◆ DOCUMENT PASSAGE:
++++++++
One indicator of the importance of a band is if they have an entry in Wikipedia.
The Brandy Thieves
When Jono introduced The Brandy Thieves, on the outdoor stage, he referred to Andrea Kenny as “the best singer I have ever heard.” Some of us thought he was not far wrong. They might not have been around as long as Diesel Park West but The Brandy Thieves are widely loved and hugely enjoyed.
Me, I adore their music – it’s totally infectious rhythms, its immediacy, its memorable melodies and lyrics. Lead singer Andrea Kenny – what a firebrand! As you would expect, a large crowd gathered in front of the stage to watch them. No accordion player! Where did he go? The band is looking for a new one, it would seem.
Time for some more ska.
Keith Jobey wrote about this band on our July roundup page. He wrote: ‘Are your Ex Comets too spacey? Are your Death Rattles too loud? Do you crave for a bit of country? Well get yourself along to see Mountaintop Junkshop and treat yourself to a slice of ‘Leicestacana.’ There’s no reason you can’t like all three bands of course.’ [Music in Leicester magazine]
Keith must have been thinking back to his piece in December when he said “We Three and the Death Rattle at the Cookie (KJ). At the Cookie it was time for a rare treat. The first gig since Handmade 2014 of the awesome We Three And The Death Rattle. After releasing their début album it appeared that they had perhaps called it a day. Then Ex Comets emerged who are effectively an expanded WTATDR and we’ve got Mountaintop Junkshop, but now Amy, Andy and Jon are back. There’s new songs and Amy now has a keyboard as well as the Theremin but it’s undoubtedly WTATDR. There were a lot of new songs in the setlist, over half in fact, but it was so good to hear Split Lips blasted out live again There’s a new album in the pipeline (hence the new songs tonight) so here’s hoping that there will be a few more sightings of them in the future. Hope it doesn’t mean Ex Comets are on the back burner now or is it greedy to want both bands active? [Music in Leicester magazine]
I would describe Jersey Budd as famous. On the Marquee stage with his band, he is a singer who has been around for a long time. I have seen him before at festivals; he is one of the Leicester acts to have made it in the music industry. Known to be a close friend of members of Kasabian, Budd performed at the 2015 Simon Says festival; we said, at the time, it was a rewarding experience to see Jersey Budd again.
++++++++
◆ AVAILABLE DATA:
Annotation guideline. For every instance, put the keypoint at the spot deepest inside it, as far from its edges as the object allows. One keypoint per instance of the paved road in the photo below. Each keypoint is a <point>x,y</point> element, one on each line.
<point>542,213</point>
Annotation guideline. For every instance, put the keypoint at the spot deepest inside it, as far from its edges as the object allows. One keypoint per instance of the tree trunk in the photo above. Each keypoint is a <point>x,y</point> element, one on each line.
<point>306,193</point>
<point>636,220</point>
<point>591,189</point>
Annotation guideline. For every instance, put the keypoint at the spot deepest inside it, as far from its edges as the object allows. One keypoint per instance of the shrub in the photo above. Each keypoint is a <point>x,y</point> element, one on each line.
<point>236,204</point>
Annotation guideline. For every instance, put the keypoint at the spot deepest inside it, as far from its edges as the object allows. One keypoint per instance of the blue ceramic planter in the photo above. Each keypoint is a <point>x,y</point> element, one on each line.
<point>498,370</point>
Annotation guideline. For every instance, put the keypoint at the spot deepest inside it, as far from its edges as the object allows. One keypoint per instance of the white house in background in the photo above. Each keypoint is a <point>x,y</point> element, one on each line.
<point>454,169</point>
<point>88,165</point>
++++++++
◆ CHECK YOUR UNDERSTANDING:
1. Can you swap "outdoor stage" for "main stage" and give the piece on Leicester bands again from "One indicator of" to "and hugely enjoyed."?
2. Would you extend the piece on Leicester bands past its final sentence?

◆ ANSWERS TO THE EXERCISE:
1.
One indicator of the importance of a band is if they have an entry in Wikipedia.
The Brandy Thieves
When Jono introduced The Brandy Thieves, on the main stage, he referred to Andrea Kenny as “the best singer I have ever heard.” Some of us thought he was not far wrong. They might not have been around as long as Diesel Park West but The Brandy Thieves are widely loved and hugely enjoyed.

2.
‘Probably one of the most widely celebrated singers of this city, his set on the Indoor stage was accompanied by three backing singers and violinist, in addition to his usual guitarist and drummer. The Jersey fans were out in force. Introduced by compère Alex as a “local legend” Jersey was no stranger to the festival stages of the city and beyond. Today he showed the DMH audience what a master of melody he is, as he filled the hall with his characterful voice. The singer was mentioned in the recently published biography of The Heroes, a band that performed with him on several occasions [The Heroes in Golden Times… Music in Leicester] He released his first album Wonderlands in 2009. A strong football supporter, he released Louis Armstrong’s When You’re Smiling with Leicester City FC, in celebration of the club’s success in reaching the Championship Play Offs and he sang the song on the pitch before the first leg against Cardiff City at the Walkers Stadium. Jersey appearance at the Strawberry Fields Festival in 2013. He has appeared in a variety of European countries including a recent tour in Bulgaria as well as doing gigs in the local venues. He performed a brand new song, today, which opened with a lively and upbeat intro. [Music in Leicester magazine]
Budd’s album ‘Wonderland’ came out in 2009 and has been widely acclaimed.
I sat writing up my notes; someone stopped by to say ‘hello’ and commented ‘there were certain singers who sang from the heart with a passion you can feel. Andrew Kenny is one of them.’ I made a note of this and added that being a remarkable singer is not just about the ability to sing well; it’s not even about the ability to perform songs. With some artists there is a light about them, even an incandescence, something that bursts out of them from deep inside and makes them shine. That is something that comes with experience. They have to believe in their music; they also have to believe in themselves.